CHALLENGE —
Please arrange the stretch of the listing below from the line that contains "From the screenshot above, the twig" through the line that contains "278, 92, 299]]" as a JSON list of strings, one string per line and no blank lines, covering only those lines and leaving the pictures out.

[Extracted data entries]
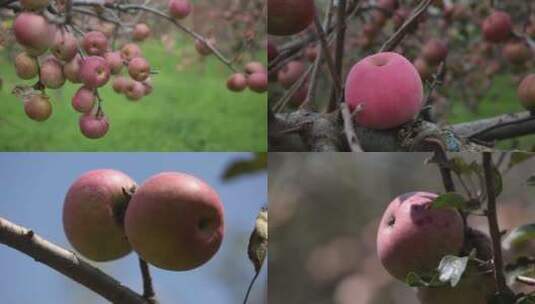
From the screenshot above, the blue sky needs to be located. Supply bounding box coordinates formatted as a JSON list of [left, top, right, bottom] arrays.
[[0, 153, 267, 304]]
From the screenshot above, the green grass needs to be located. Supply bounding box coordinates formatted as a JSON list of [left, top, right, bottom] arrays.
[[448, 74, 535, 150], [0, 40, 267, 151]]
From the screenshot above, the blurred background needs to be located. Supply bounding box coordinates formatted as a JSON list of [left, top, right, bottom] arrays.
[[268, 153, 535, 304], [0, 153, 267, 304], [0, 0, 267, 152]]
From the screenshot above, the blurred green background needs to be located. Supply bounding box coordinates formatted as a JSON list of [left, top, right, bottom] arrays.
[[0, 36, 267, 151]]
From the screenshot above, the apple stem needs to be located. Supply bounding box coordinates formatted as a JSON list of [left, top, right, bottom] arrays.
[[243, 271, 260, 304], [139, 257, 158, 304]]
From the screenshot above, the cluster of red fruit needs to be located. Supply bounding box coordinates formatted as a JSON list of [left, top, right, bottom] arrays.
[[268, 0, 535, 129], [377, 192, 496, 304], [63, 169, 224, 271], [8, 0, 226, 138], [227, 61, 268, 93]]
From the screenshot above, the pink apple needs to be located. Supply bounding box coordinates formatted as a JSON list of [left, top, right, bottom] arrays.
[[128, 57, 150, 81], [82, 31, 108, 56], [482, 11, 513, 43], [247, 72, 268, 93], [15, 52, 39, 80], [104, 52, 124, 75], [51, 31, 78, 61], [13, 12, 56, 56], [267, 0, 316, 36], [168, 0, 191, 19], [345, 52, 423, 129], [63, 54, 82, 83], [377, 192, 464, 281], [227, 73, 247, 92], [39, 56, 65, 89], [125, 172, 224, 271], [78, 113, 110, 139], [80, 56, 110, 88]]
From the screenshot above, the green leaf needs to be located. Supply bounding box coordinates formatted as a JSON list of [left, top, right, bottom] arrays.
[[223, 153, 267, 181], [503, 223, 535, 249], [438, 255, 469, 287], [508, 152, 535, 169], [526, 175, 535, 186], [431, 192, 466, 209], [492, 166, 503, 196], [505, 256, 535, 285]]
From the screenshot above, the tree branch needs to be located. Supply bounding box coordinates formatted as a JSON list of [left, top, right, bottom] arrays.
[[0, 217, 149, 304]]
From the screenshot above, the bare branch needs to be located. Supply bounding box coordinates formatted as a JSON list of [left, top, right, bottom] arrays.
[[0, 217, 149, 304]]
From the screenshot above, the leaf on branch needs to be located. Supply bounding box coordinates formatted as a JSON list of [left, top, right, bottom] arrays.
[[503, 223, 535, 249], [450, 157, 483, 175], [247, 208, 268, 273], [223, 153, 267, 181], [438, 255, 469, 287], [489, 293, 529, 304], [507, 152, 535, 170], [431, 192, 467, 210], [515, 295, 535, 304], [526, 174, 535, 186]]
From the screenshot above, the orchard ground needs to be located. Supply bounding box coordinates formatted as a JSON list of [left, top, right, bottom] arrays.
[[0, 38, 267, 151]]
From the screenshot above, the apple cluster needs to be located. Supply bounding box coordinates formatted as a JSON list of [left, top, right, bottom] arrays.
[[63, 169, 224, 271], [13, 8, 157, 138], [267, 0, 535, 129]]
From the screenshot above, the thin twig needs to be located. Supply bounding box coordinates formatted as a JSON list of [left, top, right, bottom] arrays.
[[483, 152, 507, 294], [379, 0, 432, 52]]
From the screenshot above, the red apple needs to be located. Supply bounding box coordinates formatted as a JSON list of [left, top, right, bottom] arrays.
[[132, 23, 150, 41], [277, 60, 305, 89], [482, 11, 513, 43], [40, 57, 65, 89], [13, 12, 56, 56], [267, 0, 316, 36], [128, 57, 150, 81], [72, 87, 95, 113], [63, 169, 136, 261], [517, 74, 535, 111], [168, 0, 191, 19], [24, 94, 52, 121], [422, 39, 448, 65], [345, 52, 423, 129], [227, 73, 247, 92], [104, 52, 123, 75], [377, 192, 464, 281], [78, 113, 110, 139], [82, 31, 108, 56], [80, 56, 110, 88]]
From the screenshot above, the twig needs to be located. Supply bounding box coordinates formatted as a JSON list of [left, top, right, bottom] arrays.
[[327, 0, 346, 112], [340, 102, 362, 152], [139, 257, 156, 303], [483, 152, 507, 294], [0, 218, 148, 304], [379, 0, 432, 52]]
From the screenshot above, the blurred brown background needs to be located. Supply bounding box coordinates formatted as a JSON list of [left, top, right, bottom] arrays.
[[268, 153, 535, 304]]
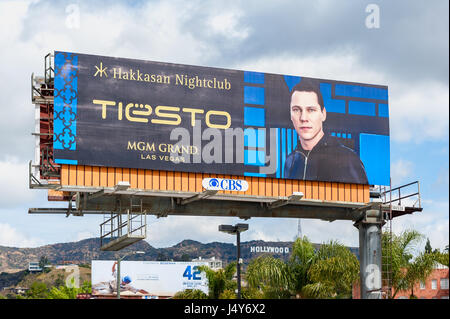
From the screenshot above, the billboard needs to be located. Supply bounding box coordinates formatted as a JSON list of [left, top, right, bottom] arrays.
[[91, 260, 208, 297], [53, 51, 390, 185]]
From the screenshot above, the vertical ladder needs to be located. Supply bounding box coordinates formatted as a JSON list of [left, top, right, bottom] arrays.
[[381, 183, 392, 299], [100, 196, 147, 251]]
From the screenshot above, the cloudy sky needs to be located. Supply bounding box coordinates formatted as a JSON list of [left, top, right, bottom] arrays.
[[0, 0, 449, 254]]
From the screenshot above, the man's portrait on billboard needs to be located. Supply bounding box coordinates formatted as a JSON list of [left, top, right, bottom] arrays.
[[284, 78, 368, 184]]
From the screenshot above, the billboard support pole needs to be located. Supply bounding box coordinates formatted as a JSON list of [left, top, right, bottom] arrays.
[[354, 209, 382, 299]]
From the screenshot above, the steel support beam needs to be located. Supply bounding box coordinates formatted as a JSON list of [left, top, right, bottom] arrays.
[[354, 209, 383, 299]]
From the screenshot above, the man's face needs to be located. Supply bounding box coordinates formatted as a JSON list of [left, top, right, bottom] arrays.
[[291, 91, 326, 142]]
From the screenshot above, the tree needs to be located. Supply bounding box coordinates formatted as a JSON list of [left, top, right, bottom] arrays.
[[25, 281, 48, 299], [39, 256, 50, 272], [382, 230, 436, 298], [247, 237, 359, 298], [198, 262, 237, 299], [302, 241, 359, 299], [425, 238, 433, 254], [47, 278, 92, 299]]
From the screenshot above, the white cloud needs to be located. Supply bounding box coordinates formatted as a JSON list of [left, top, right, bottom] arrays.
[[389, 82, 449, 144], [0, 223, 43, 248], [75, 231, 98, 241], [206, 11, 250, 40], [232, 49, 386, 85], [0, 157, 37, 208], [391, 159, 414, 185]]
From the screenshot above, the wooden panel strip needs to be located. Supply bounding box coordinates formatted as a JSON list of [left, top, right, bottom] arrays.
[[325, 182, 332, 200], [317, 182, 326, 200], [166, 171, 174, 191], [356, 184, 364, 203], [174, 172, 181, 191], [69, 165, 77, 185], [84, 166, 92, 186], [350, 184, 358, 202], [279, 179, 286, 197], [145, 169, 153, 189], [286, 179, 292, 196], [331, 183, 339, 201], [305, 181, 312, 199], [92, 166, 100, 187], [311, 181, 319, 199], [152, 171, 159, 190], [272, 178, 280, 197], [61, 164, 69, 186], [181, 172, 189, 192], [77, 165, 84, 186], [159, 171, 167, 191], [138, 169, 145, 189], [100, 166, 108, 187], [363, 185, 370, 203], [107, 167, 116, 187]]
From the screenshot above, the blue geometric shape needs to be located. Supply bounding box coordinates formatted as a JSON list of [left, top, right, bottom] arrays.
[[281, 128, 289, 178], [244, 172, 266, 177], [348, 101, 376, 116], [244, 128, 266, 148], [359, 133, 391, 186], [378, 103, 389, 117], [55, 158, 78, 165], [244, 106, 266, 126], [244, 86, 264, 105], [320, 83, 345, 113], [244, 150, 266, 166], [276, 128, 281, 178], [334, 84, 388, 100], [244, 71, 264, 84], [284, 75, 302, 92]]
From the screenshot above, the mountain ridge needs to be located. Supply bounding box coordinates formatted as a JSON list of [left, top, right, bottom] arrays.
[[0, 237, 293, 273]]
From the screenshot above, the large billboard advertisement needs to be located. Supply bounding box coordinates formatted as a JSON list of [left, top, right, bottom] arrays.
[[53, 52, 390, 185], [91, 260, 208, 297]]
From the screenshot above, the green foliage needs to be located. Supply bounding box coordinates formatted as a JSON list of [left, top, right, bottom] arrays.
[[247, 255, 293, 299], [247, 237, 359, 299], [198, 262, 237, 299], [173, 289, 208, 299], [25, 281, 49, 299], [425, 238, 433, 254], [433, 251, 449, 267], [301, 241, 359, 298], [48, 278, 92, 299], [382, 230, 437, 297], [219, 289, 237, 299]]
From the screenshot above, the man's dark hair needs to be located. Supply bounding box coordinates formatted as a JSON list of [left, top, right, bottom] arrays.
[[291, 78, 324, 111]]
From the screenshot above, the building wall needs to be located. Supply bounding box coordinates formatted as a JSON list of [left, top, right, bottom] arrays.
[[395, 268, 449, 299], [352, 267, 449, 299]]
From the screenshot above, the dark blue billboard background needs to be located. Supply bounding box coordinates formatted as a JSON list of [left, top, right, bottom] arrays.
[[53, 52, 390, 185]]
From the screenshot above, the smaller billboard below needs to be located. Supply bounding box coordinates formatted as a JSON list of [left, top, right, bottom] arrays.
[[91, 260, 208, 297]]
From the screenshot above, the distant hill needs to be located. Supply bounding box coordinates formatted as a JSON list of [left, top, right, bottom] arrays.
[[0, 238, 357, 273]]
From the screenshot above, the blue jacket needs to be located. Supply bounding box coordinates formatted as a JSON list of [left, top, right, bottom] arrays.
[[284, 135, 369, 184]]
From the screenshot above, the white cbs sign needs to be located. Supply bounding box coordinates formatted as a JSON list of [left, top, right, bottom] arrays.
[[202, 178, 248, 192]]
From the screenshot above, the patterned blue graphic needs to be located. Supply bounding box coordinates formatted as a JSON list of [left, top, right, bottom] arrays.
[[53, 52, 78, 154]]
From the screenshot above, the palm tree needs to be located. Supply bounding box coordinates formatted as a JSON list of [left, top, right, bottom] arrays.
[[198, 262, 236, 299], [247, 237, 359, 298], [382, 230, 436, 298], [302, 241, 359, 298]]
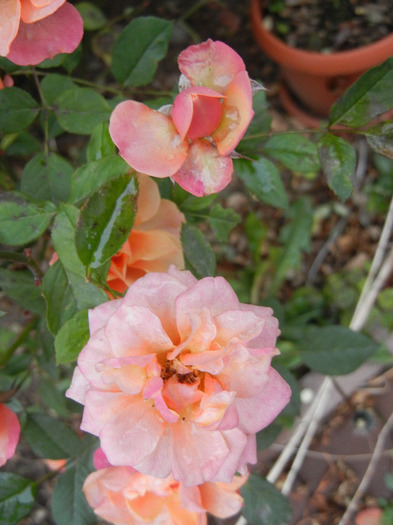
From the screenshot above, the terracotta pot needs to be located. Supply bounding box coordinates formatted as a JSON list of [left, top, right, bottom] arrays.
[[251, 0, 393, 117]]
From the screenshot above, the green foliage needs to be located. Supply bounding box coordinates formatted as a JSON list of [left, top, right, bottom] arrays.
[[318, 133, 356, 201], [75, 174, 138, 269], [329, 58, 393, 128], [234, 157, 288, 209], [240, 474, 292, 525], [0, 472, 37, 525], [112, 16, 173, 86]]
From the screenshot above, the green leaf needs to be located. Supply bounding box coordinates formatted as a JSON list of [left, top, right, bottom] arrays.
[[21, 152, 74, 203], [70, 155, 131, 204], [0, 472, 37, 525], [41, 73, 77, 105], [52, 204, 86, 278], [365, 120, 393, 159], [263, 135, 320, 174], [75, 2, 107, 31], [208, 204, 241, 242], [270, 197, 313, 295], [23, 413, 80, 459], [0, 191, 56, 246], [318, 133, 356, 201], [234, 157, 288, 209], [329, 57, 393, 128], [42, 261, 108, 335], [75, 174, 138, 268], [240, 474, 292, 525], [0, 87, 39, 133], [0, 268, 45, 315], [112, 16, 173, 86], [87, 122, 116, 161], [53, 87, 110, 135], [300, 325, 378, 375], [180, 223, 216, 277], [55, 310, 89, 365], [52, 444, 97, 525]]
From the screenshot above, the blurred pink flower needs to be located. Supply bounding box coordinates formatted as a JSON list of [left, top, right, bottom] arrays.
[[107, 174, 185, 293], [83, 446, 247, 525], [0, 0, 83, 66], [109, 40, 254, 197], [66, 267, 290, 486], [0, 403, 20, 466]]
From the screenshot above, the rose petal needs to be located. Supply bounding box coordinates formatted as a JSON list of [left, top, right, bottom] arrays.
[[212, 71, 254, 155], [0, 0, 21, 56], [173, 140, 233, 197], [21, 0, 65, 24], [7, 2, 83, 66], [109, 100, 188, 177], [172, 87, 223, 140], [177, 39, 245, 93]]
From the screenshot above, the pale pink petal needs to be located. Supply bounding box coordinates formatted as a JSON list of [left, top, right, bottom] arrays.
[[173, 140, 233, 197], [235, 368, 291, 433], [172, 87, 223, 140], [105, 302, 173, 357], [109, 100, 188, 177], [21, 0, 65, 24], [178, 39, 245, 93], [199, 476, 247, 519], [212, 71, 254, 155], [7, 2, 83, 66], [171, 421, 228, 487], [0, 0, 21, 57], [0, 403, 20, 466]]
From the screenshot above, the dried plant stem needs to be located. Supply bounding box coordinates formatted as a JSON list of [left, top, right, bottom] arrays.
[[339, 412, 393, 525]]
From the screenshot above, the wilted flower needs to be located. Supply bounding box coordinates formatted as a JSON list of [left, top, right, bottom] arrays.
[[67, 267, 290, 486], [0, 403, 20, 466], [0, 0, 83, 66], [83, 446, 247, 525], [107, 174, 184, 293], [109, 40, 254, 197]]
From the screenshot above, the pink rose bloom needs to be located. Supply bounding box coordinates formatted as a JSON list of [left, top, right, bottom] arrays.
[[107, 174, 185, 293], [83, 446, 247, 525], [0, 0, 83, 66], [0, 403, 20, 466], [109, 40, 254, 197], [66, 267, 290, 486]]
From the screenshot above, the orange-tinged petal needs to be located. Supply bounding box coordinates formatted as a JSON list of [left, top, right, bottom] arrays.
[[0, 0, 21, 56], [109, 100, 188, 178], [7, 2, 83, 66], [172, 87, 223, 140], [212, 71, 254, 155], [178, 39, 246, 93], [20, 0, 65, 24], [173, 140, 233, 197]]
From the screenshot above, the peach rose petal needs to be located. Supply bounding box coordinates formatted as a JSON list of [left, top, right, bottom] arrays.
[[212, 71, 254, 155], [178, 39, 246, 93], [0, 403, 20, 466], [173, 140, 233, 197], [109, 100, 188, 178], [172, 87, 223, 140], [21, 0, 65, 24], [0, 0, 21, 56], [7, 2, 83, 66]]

THE ANSWER —
[
  "From the screenshot above, the twig needs to be located. Supply bounding box coordinates formatted as a JSON list of [left, top, right, bottom] arrays.",
  "[[327, 0, 346, 112], [340, 102, 362, 152], [139, 257, 156, 303], [483, 152, 507, 294], [0, 218, 148, 304], [379, 0, 432, 52]]",
  "From the screenshot above, the blurred brown background needs to be located. Supply bounding box coordinates formatted as a JSON list of [left, top, right, bottom] arrays.",
  "[[268, 153, 535, 304]]",
  "From the screenshot above, the billboard needs to be located. Supply bounding box coordinates formatted as a JSON list of [left, top, right, bottom] arrays.",
  "[[91, 260, 208, 297], [53, 51, 390, 185]]",
  "From the screenshot above, the vertical ladder needs to be located. Supply bounding box coordinates formatted as a JSON list of [left, top, right, bottom] arrays.",
  "[[381, 183, 392, 299], [100, 196, 147, 251]]",
  "From the screenshot above, the cloudy sky needs to be located. Supply bounding box coordinates formatted as a JSON list of [left, top, right, bottom] arrays.",
  "[[0, 0, 449, 254]]",
  "From the screenshot above, the man's portrait on billboard needs to be located. Supply bounding box coordinates formatted as a JSON list of [left, top, right, bottom] arrays.",
  "[[284, 78, 368, 184]]",
  "From the screenshot above, the billboard support pole needs to be located. Supply bounding box coordinates formatted as a JSON list of [left, top, right, bottom] arrays.",
  "[[354, 209, 382, 299]]",
  "From the screenshot above, the steel support beam needs to be located. Supply bounding box coordinates formatted as a JSON list of [left, top, right, bottom] arrays.",
  "[[354, 209, 383, 299]]",
  "From the screenshot above, the man's face needs to be located. Supply bounding box coordinates formatted as a JSON list of [left, top, right, bottom] arrays.",
  "[[291, 91, 326, 142]]",
  "From the screenshot above, the tree needs to be located. Supply bounding box coordinates formatted as a JSON list of [left, top, right, bottom] arrays.",
  "[[25, 281, 48, 299], [39, 256, 50, 272], [382, 230, 436, 298], [247, 237, 359, 298], [198, 262, 237, 299], [302, 241, 359, 299], [425, 238, 433, 254], [47, 278, 92, 299]]"
]